» LISTED ENTRIES
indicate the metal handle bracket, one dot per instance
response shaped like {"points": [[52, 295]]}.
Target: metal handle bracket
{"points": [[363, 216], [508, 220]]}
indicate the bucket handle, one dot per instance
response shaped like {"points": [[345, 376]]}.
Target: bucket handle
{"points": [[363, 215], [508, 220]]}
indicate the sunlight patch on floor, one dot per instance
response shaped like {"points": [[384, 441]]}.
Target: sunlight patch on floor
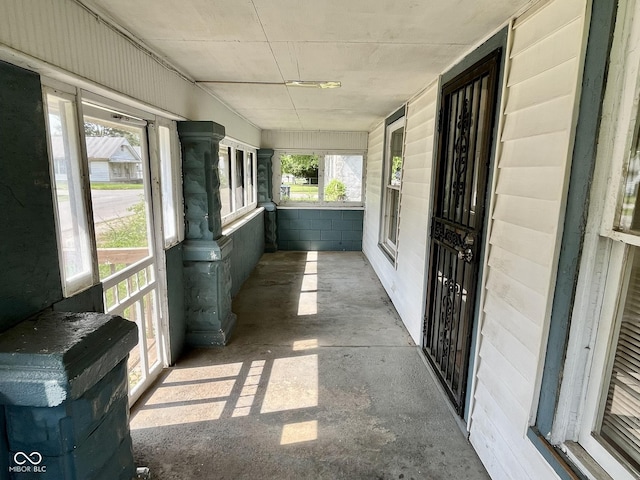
{"points": [[249, 390], [293, 384], [308, 299], [308, 344], [299, 432]]}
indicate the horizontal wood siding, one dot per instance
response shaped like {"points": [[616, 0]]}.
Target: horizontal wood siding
{"points": [[543, 75], [76, 42], [405, 284]]}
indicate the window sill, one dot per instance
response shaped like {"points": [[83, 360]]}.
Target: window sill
{"points": [[318, 206], [584, 461], [389, 254], [238, 223]]}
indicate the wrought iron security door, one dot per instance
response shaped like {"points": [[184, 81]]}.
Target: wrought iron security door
{"points": [[465, 133]]}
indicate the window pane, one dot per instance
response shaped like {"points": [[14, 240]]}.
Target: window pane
{"points": [[166, 185], [73, 235], [395, 154], [250, 182], [343, 178], [120, 210], [393, 204], [299, 178], [621, 420], [239, 179], [224, 169]]}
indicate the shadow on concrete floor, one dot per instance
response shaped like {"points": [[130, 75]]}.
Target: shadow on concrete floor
{"points": [[320, 381]]}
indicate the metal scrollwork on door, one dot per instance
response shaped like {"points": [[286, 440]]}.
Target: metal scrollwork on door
{"points": [[450, 292], [454, 238], [461, 150], [464, 146]]}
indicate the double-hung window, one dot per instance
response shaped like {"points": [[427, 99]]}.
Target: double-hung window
{"points": [[392, 179], [331, 178], [237, 173], [75, 246], [598, 416], [170, 184]]}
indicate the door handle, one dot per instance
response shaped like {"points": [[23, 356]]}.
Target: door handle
{"points": [[465, 254]]}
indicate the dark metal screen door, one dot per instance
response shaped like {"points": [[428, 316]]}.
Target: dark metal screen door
{"points": [[464, 145]]}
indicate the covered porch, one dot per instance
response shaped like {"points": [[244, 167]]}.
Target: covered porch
{"points": [[320, 380]]}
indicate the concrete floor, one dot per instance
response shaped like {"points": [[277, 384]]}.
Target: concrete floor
{"points": [[320, 381]]}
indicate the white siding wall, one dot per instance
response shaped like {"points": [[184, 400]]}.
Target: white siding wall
{"points": [[71, 40], [543, 76], [404, 284]]}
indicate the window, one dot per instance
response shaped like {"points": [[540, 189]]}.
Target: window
{"points": [[392, 178], [598, 412], [74, 236], [171, 189], [321, 178], [237, 171]]}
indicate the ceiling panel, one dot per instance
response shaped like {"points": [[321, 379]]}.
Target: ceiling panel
{"points": [[273, 119], [252, 96], [223, 61], [390, 21], [383, 51], [213, 20]]}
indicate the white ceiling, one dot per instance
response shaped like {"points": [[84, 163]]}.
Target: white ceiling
{"points": [[383, 51]]}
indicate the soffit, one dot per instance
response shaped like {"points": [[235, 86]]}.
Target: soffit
{"points": [[383, 51]]}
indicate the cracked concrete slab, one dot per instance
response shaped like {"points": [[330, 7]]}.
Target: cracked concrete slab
{"points": [[320, 381]]}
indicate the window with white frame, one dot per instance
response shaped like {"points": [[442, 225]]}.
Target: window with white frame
{"points": [[237, 171], [598, 416], [392, 178], [170, 185], [321, 178], [75, 244]]}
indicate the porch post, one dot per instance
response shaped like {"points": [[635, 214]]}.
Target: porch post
{"points": [[206, 253], [265, 187]]}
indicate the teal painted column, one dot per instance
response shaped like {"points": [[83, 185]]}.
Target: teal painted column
{"points": [[265, 187], [206, 253]]}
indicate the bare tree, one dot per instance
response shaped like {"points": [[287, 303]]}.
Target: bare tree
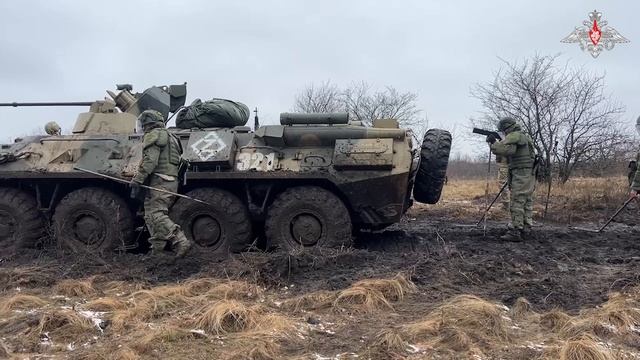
{"points": [[362, 102], [366, 105], [565, 110], [322, 98]]}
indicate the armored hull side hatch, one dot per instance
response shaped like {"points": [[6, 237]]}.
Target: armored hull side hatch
{"points": [[312, 180]]}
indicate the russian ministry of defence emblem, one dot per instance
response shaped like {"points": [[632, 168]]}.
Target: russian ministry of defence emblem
{"points": [[594, 35]]}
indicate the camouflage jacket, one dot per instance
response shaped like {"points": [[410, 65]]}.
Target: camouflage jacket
{"points": [[161, 155], [517, 147]]}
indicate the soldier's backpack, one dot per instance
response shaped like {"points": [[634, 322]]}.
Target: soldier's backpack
{"points": [[212, 113], [541, 169]]}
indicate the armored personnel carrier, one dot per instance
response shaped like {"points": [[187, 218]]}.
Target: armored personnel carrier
{"points": [[313, 180]]}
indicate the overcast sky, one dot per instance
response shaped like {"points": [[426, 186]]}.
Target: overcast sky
{"points": [[263, 52]]}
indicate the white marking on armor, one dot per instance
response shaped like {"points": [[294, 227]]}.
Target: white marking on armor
{"points": [[208, 146]]}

» AIM OF THE EXERCISE
Copy all of the records above word for word, leaving out the pictures.

» TASK OUTPUT
indicate the metal handle bracket, one dot per instance
response shaped like {"points": [[52, 295]]}.
Target: metal handle bracket
{"points": [[363, 216], [508, 220]]}
indicate the bucket handle, one dot per instance
response shaped like {"points": [[345, 376]]}.
Target: bucket handle
{"points": [[363, 215], [508, 220]]}
indicate the sunlight patch on floor, one dot per instance
response shaped like {"points": [[384, 441]]}.
Target: sunlight patch on floor
{"points": [[249, 390], [293, 384], [308, 299], [308, 344], [299, 432]]}
indicate the horizontal wood siding, one dot per instance
response shaped like {"points": [[616, 0]]}.
Target: horizontal wood siding
{"points": [[543, 75], [76, 42], [405, 284]]}
indicate the window sill, one dot per instance
response shaped like {"points": [[83, 360]]}.
Target: window sill
{"points": [[318, 206], [584, 461], [389, 254], [238, 223]]}
indicate the wrought iron security door, one dot per instance
response shaped like {"points": [[184, 81]]}.
Target: wrought iron security door
{"points": [[465, 133]]}
indicate the window pane, one dot per instance
response shaped like {"points": [[14, 240]]}.
Target: window pane
{"points": [[166, 185], [73, 235], [395, 154], [250, 182], [343, 178], [120, 210], [393, 204], [299, 178], [621, 420], [239, 179], [224, 169]]}
indicate the shadow on concrete floor, one dot per instance
response shaped like {"points": [[130, 75]]}.
Target: shadow on concrete floor
{"points": [[320, 381]]}
indicate the metal scrollwork on door, one dot per instance
response shaped like {"points": [[286, 440]]}.
Target: metal scrollwork on door
{"points": [[450, 292], [454, 238], [461, 150], [464, 146]]}
indicate the double-hung window, one dot per instance
response shaped like {"points": [[427, 99]]}.
Target: double-hung window
{"points": [[392, 179], [331, 178], [237, 173], [75, 246], [598, 416], [170, 184]]}
indicate the door handle, one dot per instance
response shaped like {"points": [[23, 356]]}.
Target: door handle
{"points": [[465, 254]]}
indicate the dark metal screen door, one dot per instance
response shaped like {"points": [[428, 316]]}.
Target: dark metal screen door
{"points": [[464, 145]]}
indicate the covered porch, one dot per instance
response shaped like {"points": [[244, 167]]}.
Target: covered porch
{"points": [[320, 380]]}
indicate the concrete floor, one dot per instance
response shaped like {"points": [[277, 384]]}.
Target: concrete floor
{"points": [[320, 381]]}
indicate the white siding wall, one dot per instance
response shaped like {"points": [[184, 400]]}.
Target: white siding wall
{"points": [[71, 40], [543, 76], [404, 284]]}
indicate the window, one dot per instance
response shaped like {"points": [[540, 189]]}.
Target: window
{"points": [[392, 178], [598, 412], [74, 236], [171, 189], [321, 178], [237, 171]]}
indicate the ceiling panel, one dot per instance
response shaped like {"points": [[321, 379]]}.
Target: ceiling panel
{"points": [[273, 119], [252, 96], [223, 61], [390, 21], [383, 51], [213, 20]]}
indicate the white ceiling, one dot per instance
response shaped like {"points": [[84, 163]]}.
Target: white ceiling
{"points": [[383, 51]]}
indicate the soffit, one dot per instance
response shaped like {"points": [[235, 86]]}.
Target: soffit
{"points": [[383, 51]]}
indicate the cracked concrete slab, one dot per instance
response shaped like {"points": [[330, 7]]}.
Target: cracked concrete slab
{"points": [[320, 381]]}
indicate the window with white frame, one dot per instance
response shaped like {"points": [[442, 225]]}.
Target: window with white frame
{"points": [[237, 171], [598, 416], [392, 178], [170, 185], [321, 178], [75, 244]]}
indicate the porch post, one dot per instance
response shaped like {"points": [[635, 214]]}.
Target: porch post
{"points": [[206, 253], [265, 187]]}
indicate the teal painted column, one dot per instance
response shaped like {"points": [[83, 185]]}.
Target: teal painted column
{"points": [[265, 187], [206, 253]]}
indicate the bare tree, one dot per instance
response shaped like {"points": [[287, 303]]}.
Target: bare tree
{"points": [[362, 102], [366, 105], [565, 110], [322, 98]]}
indicate the armored hull side hatch, one dot per instance
response shaped like {"points": [[6, 237]]}.
Target: armored hull side hatch
{"points": [[312, 180]]}
indicate the russian ministry of defence emblem, one dot per instance
response shaped like {"points": [[632, 168]]}.
Target: russian ministry of defence emblem
{"points": [[594, 35]]}
indicate the camouflage jacket, one dot per instance
response shaped like {"points": [[410, 65]]}.
Target: camouflage jacket
{"points": [[161, 155], [517, 147]]}
indicate the soldier's backpack, one dot per instance
response shaped like {"points": [[634, 322]]}.
Target: soldier's backpack
{"points": [[212, 113], [541, 169]]}
indicate the armored personnel carrier, one dot per instance
response shaped like {"points": [[187, 218]]}.
Target: armored personnel carrier
{"points": [[313, 180]]}
indicate the overcast sky, one dot per instance
response shaped like {"points": [[426, 186]]}.
Target: overcast sky
{"points": [[263, 52]]}
indicate the white marking on armor, one dot per instance
response shaped like {"points": [[294, 227]]}.
Target: white marking on armor
{"points": [[208, 146]]}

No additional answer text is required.